**WORK INSTRUCTION**
The records that follow should be returned exactly, pictures excluded.

**MATERIAL FOR THIS TASK**
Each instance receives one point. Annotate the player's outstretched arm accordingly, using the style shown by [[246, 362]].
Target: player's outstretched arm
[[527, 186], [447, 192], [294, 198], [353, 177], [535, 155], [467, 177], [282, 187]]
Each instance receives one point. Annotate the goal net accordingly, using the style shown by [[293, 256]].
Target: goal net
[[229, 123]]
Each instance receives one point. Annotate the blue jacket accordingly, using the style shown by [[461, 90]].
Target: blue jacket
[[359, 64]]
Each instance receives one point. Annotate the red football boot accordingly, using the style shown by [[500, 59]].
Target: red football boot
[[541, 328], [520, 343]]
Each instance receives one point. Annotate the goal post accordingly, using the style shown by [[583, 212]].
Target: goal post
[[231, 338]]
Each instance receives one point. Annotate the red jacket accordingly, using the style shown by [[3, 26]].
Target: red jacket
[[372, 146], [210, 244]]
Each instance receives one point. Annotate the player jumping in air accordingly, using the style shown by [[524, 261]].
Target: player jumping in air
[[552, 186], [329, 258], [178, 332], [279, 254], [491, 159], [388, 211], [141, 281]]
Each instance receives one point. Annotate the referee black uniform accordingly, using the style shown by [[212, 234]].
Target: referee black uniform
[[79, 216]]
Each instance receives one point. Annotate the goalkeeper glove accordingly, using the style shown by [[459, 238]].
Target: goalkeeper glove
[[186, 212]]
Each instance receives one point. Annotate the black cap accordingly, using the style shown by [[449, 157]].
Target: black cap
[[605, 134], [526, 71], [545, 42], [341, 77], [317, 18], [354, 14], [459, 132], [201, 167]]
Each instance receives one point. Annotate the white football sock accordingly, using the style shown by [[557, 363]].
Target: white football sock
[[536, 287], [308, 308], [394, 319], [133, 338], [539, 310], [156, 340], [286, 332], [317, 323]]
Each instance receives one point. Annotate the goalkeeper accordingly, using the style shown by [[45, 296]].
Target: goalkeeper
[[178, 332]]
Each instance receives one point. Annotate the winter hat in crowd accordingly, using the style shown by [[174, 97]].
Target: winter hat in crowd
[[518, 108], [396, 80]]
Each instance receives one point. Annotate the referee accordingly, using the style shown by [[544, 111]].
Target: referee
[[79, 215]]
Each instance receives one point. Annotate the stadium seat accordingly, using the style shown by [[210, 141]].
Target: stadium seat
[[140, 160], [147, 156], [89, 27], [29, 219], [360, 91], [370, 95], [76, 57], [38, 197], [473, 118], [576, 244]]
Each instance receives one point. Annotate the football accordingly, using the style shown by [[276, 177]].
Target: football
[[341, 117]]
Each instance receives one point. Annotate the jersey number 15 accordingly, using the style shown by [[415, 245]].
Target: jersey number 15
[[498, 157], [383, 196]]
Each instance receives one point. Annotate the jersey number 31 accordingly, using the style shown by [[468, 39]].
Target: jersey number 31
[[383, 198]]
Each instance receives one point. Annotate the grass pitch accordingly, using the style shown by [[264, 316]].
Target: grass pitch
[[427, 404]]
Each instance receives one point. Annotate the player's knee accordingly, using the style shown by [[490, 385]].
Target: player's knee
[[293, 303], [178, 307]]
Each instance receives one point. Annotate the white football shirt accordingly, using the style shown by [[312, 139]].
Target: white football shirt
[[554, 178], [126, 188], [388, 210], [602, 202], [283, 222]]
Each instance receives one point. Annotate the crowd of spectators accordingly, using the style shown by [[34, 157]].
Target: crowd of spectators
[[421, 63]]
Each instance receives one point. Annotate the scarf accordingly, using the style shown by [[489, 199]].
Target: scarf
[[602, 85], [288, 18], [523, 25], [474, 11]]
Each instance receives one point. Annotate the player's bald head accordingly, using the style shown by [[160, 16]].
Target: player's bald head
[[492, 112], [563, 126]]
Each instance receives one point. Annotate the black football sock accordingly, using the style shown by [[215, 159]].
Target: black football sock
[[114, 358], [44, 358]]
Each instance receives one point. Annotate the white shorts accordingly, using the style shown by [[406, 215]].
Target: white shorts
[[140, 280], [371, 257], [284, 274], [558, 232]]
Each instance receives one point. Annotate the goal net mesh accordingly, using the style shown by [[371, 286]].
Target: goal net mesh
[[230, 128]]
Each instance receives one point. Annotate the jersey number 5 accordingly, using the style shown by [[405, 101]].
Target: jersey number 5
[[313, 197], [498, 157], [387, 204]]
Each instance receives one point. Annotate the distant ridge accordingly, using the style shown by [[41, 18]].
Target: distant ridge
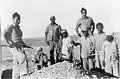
[[39, 41]]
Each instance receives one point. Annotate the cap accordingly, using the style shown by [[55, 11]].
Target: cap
[[40, 48], [64, 31], [52, 17]]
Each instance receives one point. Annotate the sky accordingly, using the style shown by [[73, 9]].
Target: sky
[[35, 14]]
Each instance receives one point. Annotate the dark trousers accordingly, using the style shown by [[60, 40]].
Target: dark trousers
[[87, 63], [54, 53]]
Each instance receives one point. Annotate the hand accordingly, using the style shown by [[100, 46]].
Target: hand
[[79, 35]]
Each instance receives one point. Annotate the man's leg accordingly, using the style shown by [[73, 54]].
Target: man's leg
[[108, 66], [52, 52], [57, 52], [15, 67], [90, 63], [115, 68], [85, 63], [97, 60]]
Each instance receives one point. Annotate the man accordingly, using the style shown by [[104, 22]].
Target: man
[[40, 59], [111, 55], [85, 23], [13, 36], [87, 49], [52, 35], [99, 38]]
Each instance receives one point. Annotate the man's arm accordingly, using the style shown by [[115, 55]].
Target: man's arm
[[7, 35], [93, 26], [46, 32], [77, 27]]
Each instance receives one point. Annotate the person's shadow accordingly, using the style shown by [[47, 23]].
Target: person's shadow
[[101, 73], [6, 74]]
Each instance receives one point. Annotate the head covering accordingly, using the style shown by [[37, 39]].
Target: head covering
[[64, 31], [84, 30], [52, 18], [109, 37], [40, 48]]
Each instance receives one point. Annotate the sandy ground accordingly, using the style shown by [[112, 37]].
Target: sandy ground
[[7, 63]]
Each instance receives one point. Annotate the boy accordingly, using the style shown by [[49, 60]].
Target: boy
[[99, 38], [111, 56], [87, 49], [13, 37], [40, 59], [67, 46]]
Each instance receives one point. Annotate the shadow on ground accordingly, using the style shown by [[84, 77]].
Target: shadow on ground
[[6, 74]]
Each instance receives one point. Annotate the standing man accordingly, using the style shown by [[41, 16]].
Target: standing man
[[13, 36], [87, 49], [99, 38], [52, 36], [85, 23]]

**EXERCISE OUTPUT**
Each instance receives one point. Annotate the player's outstretched arm accordingly, using the style shown by [[246, 362]].
Target: player's outstretched arm
[[527, 186], [447, 192], [294, 198], [353, 177], [535, 155], [467, 177], [282, 187]]
Each instance receives one point. Annotate the goal net accordingly, using the style shown by [[293, 256]].
Target: goal net
[[229, 123]]
Each instance receives one point. Annotate the blue jacket accordingly, using the style shown by [[461, 90]].
Target: blue jacket
[[359, 64]]
Each instance receives one point. Annotate the red football boot accordingly, using the style shown by [[500, 59]].
Target: red football boot
[[541, 328], [520, 343]]
Each instance receives one point. Annotate the goal post accordingly, using the style shown by [[583, 212]].
Target: goal post
[[231, 338]]
Each instance receives one point. Annotate the red jacket accordingly, using the style shown by [[3, 26]].
Target: red jacket
[[372, 146], [210, 244]]
Each instance receives one point. Annotate the player jumping in air accordingly, using the style shown by [[524, 261]].
Target: player jumping in air
[[552, 186], [329, 258], [178, 332], [279, 254], [491, 159], [388, 211], [141, 281]]
Each instance receives one point. Annotate the referee black uniform accordingly, using the style shown by [[212, 234]].
Target: referee black uniform
[[79, 216]]
Each instance receives one point. Annotate the goalkeeper glove accordingly, using the style shown by [[459, 238]].
Target: goalkeeper glove
[[186, 212]]
Each instance receives one point. Annotate the black cap accordingly, using the style shown by [[449, 157]].
Target: black cap
[[605, 134], [526, 71], [545, 42], [341, 77], [317, 18], [354, 14], [459, 132], [201, 167]]
Each instance receives one point. Annotate the white football sock accordingly, using the style shown by [[557, 363]].
Target: white football sock
[[536, 287], [308, 308], [394, 319], [133, 338], [539, 310], [156, 340], [286, 332], [317, 323]]
Each instance receives one point. Annotate the goalkeeper accordingly, using the style shown by [[45, 296]].
Target: goalkeeper
[[178, 332]]
Each instance receives one point. Annotate the winter hat in crowd accordingly, using the style shown by [[174, 97]].
Target: winter hat in crowd
[[518, 108], [396, 80]]
Each instance receives one point. Annotate the referee accordingly, using the style shown by [[544, 111]].
Target: referee
[[79, 215]]
Each instance receives one point. Annotate the stadium seat accordingly, using the style shown by [[210, 141]].
Target: stadium seat
[[140, 160], [147, 156], [89, 27], [29, 219], [360, 91], [370, 95], [76, 57], [38, 197], [473, 118], [576, 244]]
Each instance receives one point. Annotate the football accordingly, using the style shown by [[276, 177]].
Target: football
[[341, 117]]
Each instance receives one point. Annotate the jersey number 15 accordingly, using the style shown by [[415, 245]].
Target: jersey number 15
[[498, 157], [383, 196]]
Each instance receives one point. Annotate the jersey number 31 accordingly, using the style shown by [[468, 39]].
Target: jersey number 31
[[383, 198]]
Each instance receives one point. Annotate the grass pitch accordingly, using the style shown by [[264, 316]].
Target: grass pitch
[[427, 404]]
Each instance receives one point. Annotate the player's knee accordingly, using the style shown by [[490, 385]].
Target: player's knee
[[293, 303], [178, 307]]
Each instance receives one point. Annotate the white football shirt accordingly, using the style shown by [[312, 139]].
Target: white football shirt
[[554, 178], [126, 188], [388, 210], [602, 202], [283, 222]]
Each instance receives one point. Annotate the crowd of spectators accordingly, using the style shown by [[34, 157]].
Target: crowd of spectators
[[421, 63]]
Each instance receives one point. Annotate the scarf accordingly, using the style shown by [[489, 199]].
Target: scarf
[[602, 85], [288, 18], [523, 25], [474, 11]]
Each instance receives one point. Annotate the player's bald head accordingly, using the style shown by [[160, 16]].
Target: player's bald head
[[492, 112], [563, 126]]
Each instance receives one point. Annotate the black football sock accordingly, using the style shown by [[215, 159]].
Target: black football sock
[[114, 358], [44, 358]]
Each instance receives one point. Annotate the white shorts accordingly, using the style shown by [[406, 215]].
Target: white shorts
[[140, 280], [371, 257], [284, 274], [558, 232]]
Each instance receives one point. Annotate the goal net mesh accordingly, using the style shown by [[371, 286]].
Target: goal net mesh
[[230, 128]]
Each instance receives one point. Annotate the jersey number 5 accordingly, using the style shown by [[405, 101]].
Target: jersey number 5
[[313, 197], [498, 157], [387, 204]]
Each instance receives one point. Annotate the distant ridge accordingly, using the style shown by [[41, 18]].
Target: distant ridge
[[39, 41]]
Each instance receives one point. Annotate the cap accordingly, using the style shown by [[55, 11]].
Target: cap
[[40, 48], [64, 31], [52, 17]]
Each instance receives one point. Annotate the sky accordingly, using the style shown by [[73, 9]].
Target: sky
[[35, 14]]
Each instance receives one point. Annotate the dark trousers accordingly, using the style shown by [[60, 40]].
Target: dark trousers
[[87, 63], [54, 53]]
Each instance receives one point. Annotate the hand accordingly, using the style shown by [[100, 46]].
Target: hand
[[79, 35]]
Each instance receives one point. Annotate the man's leg accordingly, using the style shown by [[73, 54]].
Target: man's leg
[[108, 66], [52, 52], [57, 52], [15, 67], [90, 63], [115, 68], [85, 63], [97, 60]]
Each instance receives one point. Annotate the man accordingly, using the style shown by [[104, 22]].
Target: man
[[40, 59], [111, 55], [85, 23], [13, 36], [87, 49], [52, 35], [99, 38]]
Each instance receives one point. Annotate the man's arm accordingly, using the style shown by [[115, 55]].
Target: man's arm
[[7, 35], [93, 26], [46, 32], [77, 27]]
Each instance receives one point. Annotate the person's shadow accordingly, using the style shown by [[47, 23]].
Target: person's shadow
[[101, 73], [6, 74]]
Each instance receives one point. Annotate the head covering accordingly, using the style shown by [[37, 39]].
Target: head covering
[[64, 31], [84, 30], [52, 18], [109, 37], [40, 48]]
Each instance receives one point. Annotate the sandy ground accordingly, using the style shown by [[112, 37]].
Target: sandy ground
[[7, 63]]
Each instance receives one point. Annotate the boy accordingly, using the style shown by [[49, 60]].
Target: boy
[[99, 38], [111, 56], [87, 49], [13, 37], [40, 59], [67, 46]]
Each instance receives one point. Annotate the shadow on ground accordingly, using the style shown by [[84, 77]].
Target: shadow on ground
[[6, 74]]
Each instance receives one point. Annotate the standing man accordingly, using the style shown by [[41, 16]].
Target: standing man
[[13, 36], [87, 49], [99, 38], [52, 36], [85, 23]]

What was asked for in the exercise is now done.